▸ **Provided records**
********

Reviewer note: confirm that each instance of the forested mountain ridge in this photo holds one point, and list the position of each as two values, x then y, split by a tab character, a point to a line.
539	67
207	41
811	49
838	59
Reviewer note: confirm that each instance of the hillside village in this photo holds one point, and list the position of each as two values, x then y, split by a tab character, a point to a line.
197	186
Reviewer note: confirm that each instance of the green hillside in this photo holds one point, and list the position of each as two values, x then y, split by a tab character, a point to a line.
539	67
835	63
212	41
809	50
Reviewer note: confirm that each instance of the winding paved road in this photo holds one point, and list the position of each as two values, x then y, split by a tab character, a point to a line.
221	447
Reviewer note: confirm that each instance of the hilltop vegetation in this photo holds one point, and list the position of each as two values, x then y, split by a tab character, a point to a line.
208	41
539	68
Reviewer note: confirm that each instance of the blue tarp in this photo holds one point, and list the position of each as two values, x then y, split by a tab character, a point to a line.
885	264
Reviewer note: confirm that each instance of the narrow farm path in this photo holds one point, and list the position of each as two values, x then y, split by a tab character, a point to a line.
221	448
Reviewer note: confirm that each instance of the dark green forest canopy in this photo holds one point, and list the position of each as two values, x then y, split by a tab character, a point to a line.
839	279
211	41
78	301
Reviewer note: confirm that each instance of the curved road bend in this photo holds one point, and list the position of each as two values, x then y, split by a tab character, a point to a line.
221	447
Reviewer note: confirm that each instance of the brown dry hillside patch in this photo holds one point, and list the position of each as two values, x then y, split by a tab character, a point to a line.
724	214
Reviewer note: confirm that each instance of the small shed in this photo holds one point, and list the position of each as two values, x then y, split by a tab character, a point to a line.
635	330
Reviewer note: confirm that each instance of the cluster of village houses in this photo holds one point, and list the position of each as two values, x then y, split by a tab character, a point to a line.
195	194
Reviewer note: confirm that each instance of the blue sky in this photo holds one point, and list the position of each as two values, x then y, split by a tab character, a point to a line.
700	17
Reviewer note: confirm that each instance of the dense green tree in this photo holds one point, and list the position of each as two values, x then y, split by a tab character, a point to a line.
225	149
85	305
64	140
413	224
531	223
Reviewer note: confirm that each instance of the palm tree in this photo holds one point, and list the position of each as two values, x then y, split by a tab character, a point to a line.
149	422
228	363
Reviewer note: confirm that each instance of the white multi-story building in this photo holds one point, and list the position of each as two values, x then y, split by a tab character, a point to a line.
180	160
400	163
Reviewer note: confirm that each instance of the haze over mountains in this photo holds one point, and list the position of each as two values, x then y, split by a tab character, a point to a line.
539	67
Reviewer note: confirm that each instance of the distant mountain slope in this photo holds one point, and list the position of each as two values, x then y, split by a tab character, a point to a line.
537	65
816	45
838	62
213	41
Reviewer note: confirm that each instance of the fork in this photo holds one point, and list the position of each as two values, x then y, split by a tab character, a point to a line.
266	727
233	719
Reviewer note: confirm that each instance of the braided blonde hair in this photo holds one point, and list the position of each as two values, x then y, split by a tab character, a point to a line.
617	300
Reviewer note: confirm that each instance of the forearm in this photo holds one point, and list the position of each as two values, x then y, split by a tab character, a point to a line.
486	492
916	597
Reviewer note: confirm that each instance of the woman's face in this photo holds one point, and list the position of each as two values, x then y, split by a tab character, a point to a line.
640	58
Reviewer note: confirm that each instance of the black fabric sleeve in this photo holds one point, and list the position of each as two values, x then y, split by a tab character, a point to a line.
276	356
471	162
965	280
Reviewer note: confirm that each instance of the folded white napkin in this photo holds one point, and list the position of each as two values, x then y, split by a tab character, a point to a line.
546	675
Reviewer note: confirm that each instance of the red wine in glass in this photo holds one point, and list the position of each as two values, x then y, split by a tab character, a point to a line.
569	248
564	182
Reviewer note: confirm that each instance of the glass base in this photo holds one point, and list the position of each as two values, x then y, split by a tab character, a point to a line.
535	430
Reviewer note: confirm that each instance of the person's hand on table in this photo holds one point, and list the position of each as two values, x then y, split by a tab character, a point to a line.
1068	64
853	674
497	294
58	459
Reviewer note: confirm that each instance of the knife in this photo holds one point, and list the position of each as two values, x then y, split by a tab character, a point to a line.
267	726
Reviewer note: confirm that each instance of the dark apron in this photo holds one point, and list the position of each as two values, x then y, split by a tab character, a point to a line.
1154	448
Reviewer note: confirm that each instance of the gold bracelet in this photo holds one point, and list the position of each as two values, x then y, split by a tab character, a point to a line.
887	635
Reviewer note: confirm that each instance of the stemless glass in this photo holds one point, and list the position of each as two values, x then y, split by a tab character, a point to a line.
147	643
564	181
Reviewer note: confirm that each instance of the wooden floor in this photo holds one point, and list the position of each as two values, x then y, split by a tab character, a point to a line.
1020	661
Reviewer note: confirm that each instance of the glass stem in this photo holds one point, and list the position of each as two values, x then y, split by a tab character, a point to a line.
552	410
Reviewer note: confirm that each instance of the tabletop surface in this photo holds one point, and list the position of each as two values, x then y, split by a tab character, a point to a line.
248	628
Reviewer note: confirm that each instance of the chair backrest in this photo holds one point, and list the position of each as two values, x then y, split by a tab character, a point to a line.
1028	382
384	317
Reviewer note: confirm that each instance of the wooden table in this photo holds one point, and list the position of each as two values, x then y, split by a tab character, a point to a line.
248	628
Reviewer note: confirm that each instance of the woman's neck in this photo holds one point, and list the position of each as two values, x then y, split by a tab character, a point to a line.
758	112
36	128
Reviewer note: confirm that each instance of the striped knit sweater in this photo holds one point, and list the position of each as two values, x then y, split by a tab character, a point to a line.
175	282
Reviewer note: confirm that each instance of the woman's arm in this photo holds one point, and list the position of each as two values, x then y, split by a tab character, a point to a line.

********

▸ **Objective**
Using the data above, output each line exactly.

▸ **Output of the task**
Reviewer note: confirm that each instance of the forested mountain ridge in this photo holds one point, and list the position of each as two values, x then y, split by a tab character, a point to a line.
539	67
207	41
811	49
838	59
Reviewer note: confirm that each instance of the hillside village in this photo holds one point, and list the position of each as two values, x then y, split by a tab character, a point to a line.
197	186
Reviewer note: confirm that each instance of the green hillside in this photo holds one point, and list the position of each as two values, x then y, split by a tab character, a point to a line.
539	67
835	63
212	41
809	50
Reviewer note: confirm that each instance of the winding paved road in this photo holds one point, and list the position of each as two values, x then y, split by a tab character, a point to a line.
221	447
Reviewer note: confirm that each instance of the hilltop vegetation in this photo holds one point, and list the position of each as two values, x then y, split by a tab character, a point to a line.
208	41
539	68
Reviewer note: confirm that each instance of the blue tarp in this photo holds one point, and list the position of each as two values, x then y, split by a tab character, a point to a line.
885	264
Reviewer note: confirm that each instance of the narrow farm path in this photo holds one point, and list the position of each as two values, x then y, split by a tab character, a point to a line.
221	448
Reviewer note: confirm that each instance of the dark green forest canopy in this photo holds one point, and list the position of each as two values, x then y, split by a tab character, a point to a line.
839	279
211	41
78	301
Reviewer note: confirm that each instance of the curved road bend in this photo holds one point, and list the position of each as two values, x then y, split by a tab character, a point to a line.
221	447
Reviewer note: confirm that each instance of the brown dry hillside patch in this photo holds one point, and list the position of each as two values, x then y, split by a tab character, a point to a line.
724	214
Reviewer note: confirm that each instance of the small shed in this photo holds one point, and list the position of each as two values, x then y, split by a tab character, a point to a line.
635	330
Reviewer note: confirm that each instance of the cluster of village houses in this photo holds one point, and list the position of each as two values, x then y, split by a tab character, a point to a line.
195	194
Reviewer note: confirm that each instance of the blue sky in this photo holds one point, and list the position of each as two values, x then y, split by a tab character, a point to a line.
700	17
Reviewer note: confirm that each instance of the dense green tree in this photo holds one point, and list the position of each as two values, x then y, split by a tab character, a point to a line.
225	149
85	305
64	140
413	224
531	223
Reviewer note: confirm that each instance of the palm tree in this photo holds one point, and list the position of each as two values, x then y, split by a tab character, a point to a line.
149	422
228	363
Reviewer note: confirm that each instance of the white multi-story building in this photo holds one point, and list the position of each as two values, x then y, split by a tab character, a point to a line.
180	160
400	163
Reviewer note: confirm that each instance of the haze over mountains in this photo holds one point, and list the position of each as two values, x then y, split by a tab character, a point to a line.
539	67
Reviewer note: confirm that each instance of the distant mountain slope in this photo holds one point, and list the position of each as two values, x then y, split by a tab character, a point to a line.
537	65
816	45
838	62
213	41
Reviewer note: confirm that each instance of the fork in this photo holds one point, and list the position of each as two values, x then y, split by a tab character, a point to a line.
266	727
233	719
Reviewer note: confirm that each instance of the braided blonde hair in this photo holds one point, and list the position of each as two values, x then y, split by a tab character, a point to a line.
617	300
Reviewer note: confirm that each instance of the forearm in this photo holds one point, and list the position of each as two values, x then y, split by a tab character, a point to a line.
486	492
916	597
Reviewer note: confirm that each instance of the woman's face in this photo holds one point, and list the position of each as two values, x then y, split by a tab character, a point to a line.
640	58
Reviewer note: confirm that each instance of the black fabric sleeve in this photo holds one point, and list the position of each as two values, x then y, split by a tab character, a point to a line.
276	356
471	162
965	280
Reviewer note: confirm that each instance of the folded white napkin in this photo holds one point, and list the position of each as two values, x then y, split by a tab character, a point to a line.
546	675
Reviewer note: confirm that each instance of the red wine in glass in this photo holds one point, and list the position of each as two values, x then y, split by a tab character, a point to a line.
569	248
564	182
Reviewer note: confirm that each instance of the glass base in this photo holds one point, and list the position of each as two values, x then y, split by a tab character, a point to a line.
535	430
Reviewer note: confirm that each instance of the person's hand on table in this photo holds one point, and list the position of each as two values, x then y, split by a tab character, a point to a line.
1068	64
853	674
497	294
58	459
Reviewer note: confirm that each instance of the knife in this photo holds one point, and list the position of each as two values, x then y, split by a tab character, a point to a line.
267	726
Reviewer note: confirm that each instance of the dark apron in this photo holds one point, and list the position of each as two values, x then y, split by a tab character, a point to a line.
1154	448
Reviewer note: confirm that each instance of the gold bracelet in this photo holds one point, and list the position of each as two values, x then y, split by a tab character, a point to a line.
887	635
Reviewer note: confirm that each instance of the stemless glass in this photo holds one point, and list the position of each as two values, x then y, split by a tab character, a point to a line.
147	643
564	181
Reviewer note: confirm that each instance of the wooden floor in this photo holds one point, and list the position of each as two values, x then y, split by a tab character, a point to a line.
1020	661
Reviewer note: confirm that each instance of the glass stem in this photo holds one point, and list the position of each as two values, x then y, split by a tab character, a point to a line.
552	410
Reviewer note: confirm that each instance of the tabletop surface in this photo holds one point, and list the position of each as two values, x then y, split by a tab character, a point to a line.
248	628
Reviewer note: confirm that each instance of the chair backrest in this photo holds one point, and list the position of each as two values, x then y, split by a tab character, a point to a line.
1028	382
384	317
Reviewer note: confirm that each instance of the wooden table in this photo holds one point, and list the position of each as two values, x then y, split by a tab character, a point to a line.
248	628
Reviewer note: confirm that each instance of the woman's neck in this photo holds one point, and list the position of each as two values, x then y, split by a tab character, a point to a line.
758	112
36	128
Reviewer note: confirm that each instance of the striped knit sweater in this photo holds one point, and list the position of each as two values, x then y, split by a tab character, a point to a line.
175	282
Reviewer note: confirm that each instance of the woman's arm in this photo holds one point, and list the position of each as two values, x then y, split by a tab character, a point to a line.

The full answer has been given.